:: MATERIAL FOR THIS TASK

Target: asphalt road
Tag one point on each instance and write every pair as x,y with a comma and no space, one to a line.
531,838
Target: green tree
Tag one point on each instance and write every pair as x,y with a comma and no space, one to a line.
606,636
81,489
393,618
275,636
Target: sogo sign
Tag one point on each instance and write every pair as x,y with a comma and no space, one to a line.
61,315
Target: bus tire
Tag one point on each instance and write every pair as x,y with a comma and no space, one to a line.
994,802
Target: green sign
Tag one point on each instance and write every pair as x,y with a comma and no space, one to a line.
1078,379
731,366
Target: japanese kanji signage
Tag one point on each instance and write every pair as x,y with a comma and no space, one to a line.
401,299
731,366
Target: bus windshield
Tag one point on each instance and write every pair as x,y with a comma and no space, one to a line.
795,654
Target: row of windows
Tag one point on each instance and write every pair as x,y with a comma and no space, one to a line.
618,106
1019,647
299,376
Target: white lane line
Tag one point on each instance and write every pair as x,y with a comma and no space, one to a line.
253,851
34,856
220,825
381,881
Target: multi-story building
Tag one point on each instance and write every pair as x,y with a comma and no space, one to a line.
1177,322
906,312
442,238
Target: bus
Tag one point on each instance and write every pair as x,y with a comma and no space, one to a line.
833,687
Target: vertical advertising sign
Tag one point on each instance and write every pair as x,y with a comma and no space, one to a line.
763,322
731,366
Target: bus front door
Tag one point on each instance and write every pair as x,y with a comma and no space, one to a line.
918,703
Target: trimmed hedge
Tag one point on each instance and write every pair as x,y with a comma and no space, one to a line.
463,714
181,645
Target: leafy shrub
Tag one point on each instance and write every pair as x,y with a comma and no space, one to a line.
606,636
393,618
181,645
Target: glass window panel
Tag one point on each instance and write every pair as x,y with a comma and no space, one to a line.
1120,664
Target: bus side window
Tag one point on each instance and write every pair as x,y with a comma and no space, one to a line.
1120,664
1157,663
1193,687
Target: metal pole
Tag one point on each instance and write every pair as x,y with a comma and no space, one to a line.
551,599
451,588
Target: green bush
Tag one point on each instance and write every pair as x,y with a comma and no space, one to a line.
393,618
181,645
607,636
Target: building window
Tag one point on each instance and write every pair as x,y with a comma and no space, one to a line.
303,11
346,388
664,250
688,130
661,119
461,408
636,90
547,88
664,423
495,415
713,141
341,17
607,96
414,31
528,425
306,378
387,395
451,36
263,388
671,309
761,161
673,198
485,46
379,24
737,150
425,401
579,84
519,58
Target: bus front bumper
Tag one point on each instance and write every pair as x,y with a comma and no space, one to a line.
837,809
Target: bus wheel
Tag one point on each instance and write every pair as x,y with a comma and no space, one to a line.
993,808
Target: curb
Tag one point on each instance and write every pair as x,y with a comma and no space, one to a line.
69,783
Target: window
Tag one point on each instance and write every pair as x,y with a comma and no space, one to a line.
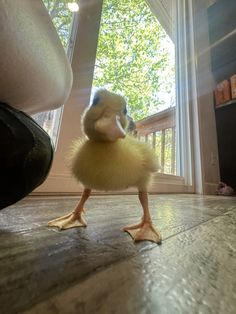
136,57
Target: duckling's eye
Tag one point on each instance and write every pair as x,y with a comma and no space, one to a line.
96,100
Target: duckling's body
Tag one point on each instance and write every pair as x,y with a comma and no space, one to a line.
111,166
109,160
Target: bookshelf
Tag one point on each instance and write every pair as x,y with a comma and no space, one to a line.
222,36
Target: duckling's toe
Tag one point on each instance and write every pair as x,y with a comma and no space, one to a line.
68,221
145,232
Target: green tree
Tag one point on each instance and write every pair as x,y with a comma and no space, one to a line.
61,17
133,57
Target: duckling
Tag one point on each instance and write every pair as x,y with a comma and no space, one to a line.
109,159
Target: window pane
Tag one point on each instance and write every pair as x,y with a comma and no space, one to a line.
136,57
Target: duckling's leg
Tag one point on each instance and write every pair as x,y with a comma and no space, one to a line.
75,218
145,229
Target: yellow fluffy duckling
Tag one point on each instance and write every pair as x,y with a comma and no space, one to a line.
110,160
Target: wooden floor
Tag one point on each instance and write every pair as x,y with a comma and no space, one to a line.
99,269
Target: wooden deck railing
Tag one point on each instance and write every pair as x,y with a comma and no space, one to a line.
159,131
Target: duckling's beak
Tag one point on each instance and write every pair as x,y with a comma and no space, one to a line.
110,127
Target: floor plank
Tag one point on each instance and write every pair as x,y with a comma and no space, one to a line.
80,268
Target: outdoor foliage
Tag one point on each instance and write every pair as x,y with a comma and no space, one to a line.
134,57
61,18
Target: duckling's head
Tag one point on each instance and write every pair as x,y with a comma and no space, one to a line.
105,119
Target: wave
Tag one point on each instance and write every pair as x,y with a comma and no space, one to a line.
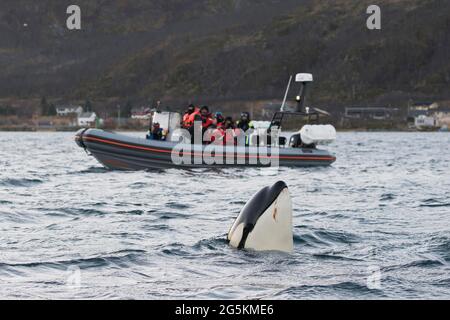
325,238
435,203
122,257
24,182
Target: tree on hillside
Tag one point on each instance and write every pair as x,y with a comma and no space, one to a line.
51,110
127,109
44,106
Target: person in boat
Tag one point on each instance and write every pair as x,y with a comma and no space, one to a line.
245,124
206,118
189,117
219,120
225,133
156,132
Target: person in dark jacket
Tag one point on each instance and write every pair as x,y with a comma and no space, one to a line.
156,132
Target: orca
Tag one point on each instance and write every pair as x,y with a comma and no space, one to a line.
265,222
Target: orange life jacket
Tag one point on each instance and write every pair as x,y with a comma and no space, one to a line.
188,119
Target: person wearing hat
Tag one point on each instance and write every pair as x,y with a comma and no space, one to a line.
189,117
156,132
219,120
245,124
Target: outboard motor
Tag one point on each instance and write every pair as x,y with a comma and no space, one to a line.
296,141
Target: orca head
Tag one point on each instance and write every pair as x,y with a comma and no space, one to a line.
265,222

::::

> TASK BRIEF: Copy all the data exactly as written, but skip any picture.

> ANSWER TO THE TASK:
Target: asphalt road
Tag one point on each instance and write every pair as x,y with a comma and no space, one to a line.
531,838
Target: green tree
Tag one point on each instance and write every pair as x,y with a comma and no space, one to a line.
606,636
81,489
393,618
275,636
Target: sogo sign
Tag one point on each instance and write every pair as x,y with a comma and no space, one to a line.
61,315
Target: bus tire
Tag one point on each instance and write every pair as x,y with a comma and no space, one to a line.
994,802
Target: green sign
Tag one point on each instance and write every pair as x,y with a comma and no space, one to a line.
1078,379
731,366
Target: japanese kanji signage
Tag one point on each instance and write every pair as x,y with a comma and no space, one to a line.
401,299
731,366
Target: bus windshield
Tag one point on each instance and write every pair as x,y with a comma and no space, one to a line.
795,654
Target: row of windows
Tag one point on each instance and write every pair as x,y with a comma and no space, one to a line.
618,106
1019,647
299,376
Target: white lane line
Tag one point on each instance and write every pair as x,y with a comma and no space, one to a line.
253,851
34,856
220,825
381,881
Target: multi-story building
Tag one point on each instance and write every pair as x,y with a comma and no space, one to a line.
1177,322
906,312
442,238
Target: bus
Tag one point on each instance and write every pair as x,y with a comma and no space, one to a line.
833,687
Target: vertical advertising sign
Tag one point on each instance and write every pair as x,y with a comma and no space, one to a line.
763,322
731,366
Target: bus front door
Tag one point on each instance and write every pair as x,y with a comma and no space, one to a line.
918,703
Target: trimmed hedge
Tag one point on each instance and write every pair as x,y with a comma and no space, one to a line.
463,714
181,645
Target: leafy shrub
Tag one point on each instance and write every pair as x,y with a comma and no space, one to a line.
606,636
393,618
181,645
Target: glass window panel
Tag one point on each instance and write every pair as x,y with a comma and no space, one to a line.
1120,664
Target: bus side window
Tag one point on each instance and write every pair as x,y with a comma and no space, one to a line.
1120,664
1157,663
1193,687
Target: metal pole
Tag one point on each instance and write every pair as x,y with a comma and no space, one to a line.
551,599
451,588
Target: green bush
Tag one point on each instance and write every pair as x,y with a comma and no space, one to a line.
393,618
181,645
607,636
Target: building window
Tag one point on each instance and write every pair as x,y with a comma and no space, one to a line.
303,11
346,388
664,250
688,130
661,119
461,408
636,90
547,88
664,423
495,415
713,141
341,17
607,96
414,31
528,425
306,378
387,395
451,36
263,388
671,309
761,161
673,198
485,46
379,24
737,150
425,401
579,84
519,58
Target: bus front bumper
Tag one point on each instance and write every pair as x,y with a comma and no space, one to a line.
837,809
Target: bus wheel
Tag one point on each instance and write every pair as x,y with a comma and no space, one to a line.
993,808
Target: curb
Tag one point on each instance and write every pair as x,y with a comma and no space, one to a line.
69,783
Target: window
Tag one point on each instance and write every pair as x,y with a comma and no space, one to a line.
136,57
Target: duckling's eye
Tag one point on each instance and write every pair as x,y with a comma and no space, one to a line.
96,100
Target: duckling's body
Tag one point on each instance and write every pair as x,y with a comma and no space, one to a line.
111,166
109,160
Target: bookshelf
Tag one point on each instance and write every pair as x,y with a comma and no space, one to a line.
222,36
Target: duckling's toe
Tag one point on each instance and write every pair as x,y with a comma and no space, one to a line.
68,221
145,232
Target: green tree
Tag one point on each instance and write every pair as x,y with a comma and no space, one to a line.
61,17
133,57
Target: duckling
Tag one point on each instance and write every pair as x,y with a comma and no space, one to a line.
109,159
Target: window pane
Tag one point on each instance and write every pair as x,y with a comma and no space, one to a line.
136,57
Target: duckling's leg
Tag one point on each instance and write every pair as x,y with a comma and no space, one to a line.
75,218
145,229
Target: yellow fluffy duckling
Tag one point on each instance and write every pair as x,y with a comma and no space, one to a line.
110,160
Target: wooden floor
Tag one point on each instance and write every pair as x,y with a comma and no space, one to a line.
99,269
Target: wooden deck railing
Tag one point on each instance and write every pair as x,y with a comma and no space, one to a line.
159,131
Target: duckling's beak
Tag one point on each instance and write every pair as x,y with a comma and no space, one to a line.
110,127
Target: floor plank
Tag one point on each instance and write every pair as x,y with a comma and no space, one to a line.
80,268
Target: outdoor foliage
Tag one point on each instance and write every pair as x,y with a comma and no space, one to a line.
134,57
61,18
Target: duckling's head
Tag one point on each instance and write every pair as x,y with a comma and no space, one to a line.
105,119
Target: wave
Tag one point on each instance and write every pair as x,y with a comma and no space, one to a line.
325,238
435,203
122,257
24,182
Target: tree on hillside
Tag one point on each instance and write every pair as x,y with a comma and no space, one to a line.
51,110
127,109
44,106
Target: person in boat
Tag one point on each instance and write every pair as x,y with a comma and no space, one to a line.
245,124
206,118
189,117
219,120
225,133
156,132
Target: person in dark jacket
Tag one point on each instance and write every pair as x,y with a comma and no space, one to a line.
156,132
Target: orca
Tag one point on each instance and write every pair as x,y with a comma and no space, one to a line.
265,222
Target: orange life jacket
Tag one point on each instance and write every pair as x,y with a comma and no space, one to a line.
188,119
Target: person wearing hat
Tag one point on each instance and write every pair as x,y with a comma and no space, one to a line.
189,117
156,132
219,120
245,124
Target: outboard motor
Tag one point on each instance and write every pair as x,y with a comma and no space, one to a line.
296,141
Target: orca head
Tag one point on each instance and write every pair as x,y with a comma and no space, one to a line.
265,222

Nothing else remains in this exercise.